**Tasks:**
a – Answer from the sensitivity and specificity text:
(i) What mnemonic does First Aid use, and what does each part rule?
(ii) What kind of test would a patient want if they want to make sure they do not have the disease?
(iii) According to the final paragraph, what will patients and providers both want from a test?
b – Write out the part of the sensitivity and specificity text that begins at the words "It kinda depends" and stops after the words "with high specificity.".

Same goes for the physician, the answer to your question depends on whether you wanna make/confirm the diagnosis (high specificity), or rule something out (sensitivity).
 
It kinda depends on what the patient wants. If somebody wants to make sure they DO NOT have the disease, they would want a test with high sensitivity (First Aid makes you remember this with a mnemonic: SNOUT (Sensitivity) rules OUT, SPIN (specificity) rules IN). If the patient wants to make sure that they actually, truly have the diagnosis, they would want a test with high specificity.

Same goes for the physician, the answer to your question depends on whether you wanna make/confirm the diagnosis (high specificity), or rule something out (sensitivity).

Okay thank you that makes more sense. The mnemonic is handy too! Thanks.
 
You really shouldn't see these as "which one does the provider/patient want" because both will want some degree of sensitivity and specificity. Having a 100% sensitive test is no use for a physician since that usually means that the specificity will be pretty close to zero. If you think about it, what that means is that for a screening test (say for cancer), you've set the bar so high that only those who very obviously have cancer (and likely at a later, more progressed stage) will test positive on the test. You want to catch people early with a screening test so setting the threshold that high isn't good.

You also don't want to set the specificity too high because that means the sensitivity will decrease. Again, walk through the logic in your head. If your sensitivity is high, that means that you're very sure that if the test is negative, that means the patient doesn't have the disease. In order to do that, you have to set the threshold for the test to be very low. In that case, you get a lot of false positives and your sensitivity is super low. A lot of false positives makes a test pretty useless (you can do things like doing multiple tests to rescue it, for example).

So patients and providers will both want some degree of sensitivity and specificity to the test (and their interests don't necessarily diverge).

**Dataset:**
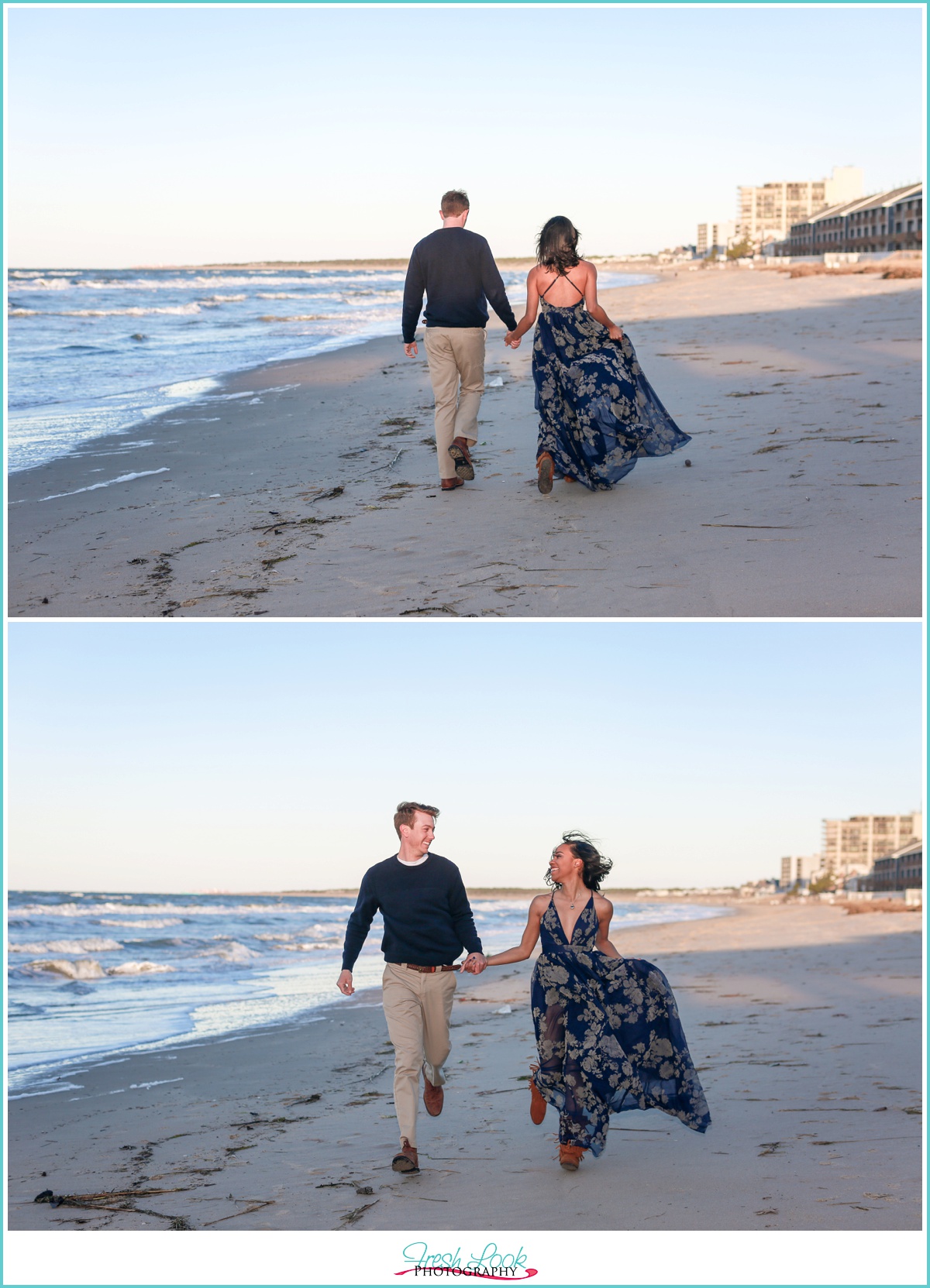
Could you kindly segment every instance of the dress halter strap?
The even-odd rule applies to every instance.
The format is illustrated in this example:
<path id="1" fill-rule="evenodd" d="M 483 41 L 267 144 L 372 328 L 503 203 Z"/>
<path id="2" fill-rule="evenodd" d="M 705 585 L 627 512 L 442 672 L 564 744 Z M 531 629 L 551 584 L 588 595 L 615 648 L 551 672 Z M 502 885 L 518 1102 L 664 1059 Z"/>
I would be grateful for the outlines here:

...

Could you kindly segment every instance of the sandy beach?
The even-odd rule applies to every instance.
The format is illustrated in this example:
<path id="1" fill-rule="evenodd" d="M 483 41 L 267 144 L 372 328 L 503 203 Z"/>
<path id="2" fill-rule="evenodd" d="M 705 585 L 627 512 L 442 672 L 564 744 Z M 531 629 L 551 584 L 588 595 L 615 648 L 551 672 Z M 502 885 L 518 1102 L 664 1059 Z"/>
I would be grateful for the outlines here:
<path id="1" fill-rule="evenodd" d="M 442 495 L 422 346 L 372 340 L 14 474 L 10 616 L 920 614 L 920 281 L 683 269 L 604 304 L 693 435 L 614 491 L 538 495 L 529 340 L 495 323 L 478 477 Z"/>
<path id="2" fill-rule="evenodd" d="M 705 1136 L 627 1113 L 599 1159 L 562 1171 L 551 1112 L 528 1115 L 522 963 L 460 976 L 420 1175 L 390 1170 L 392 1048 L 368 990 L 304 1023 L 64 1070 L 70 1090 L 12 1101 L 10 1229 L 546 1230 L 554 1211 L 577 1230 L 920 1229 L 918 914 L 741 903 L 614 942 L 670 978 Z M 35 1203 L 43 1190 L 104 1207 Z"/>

**Answers in order:**
a –
(i) SNOUT (Sensitivity) rules OUT; SPIN (specificity) rules IN.
(ii) A test with high sensitivity.
(iii) Some degree of sensitivity and specificity.

b –
It kinda depends on what the patient wants. If somebody wants to make sure they DO NOT have the disease, they would want a test with high sensitivity (First Aid makes you remember this with a mnemonic: SNOUT (Sensitivity) rules OUT, SPIN (specificity) rules IN). If the patient wants to make sure that they actually, truly have the diagnosis, they would want a test with high specificity.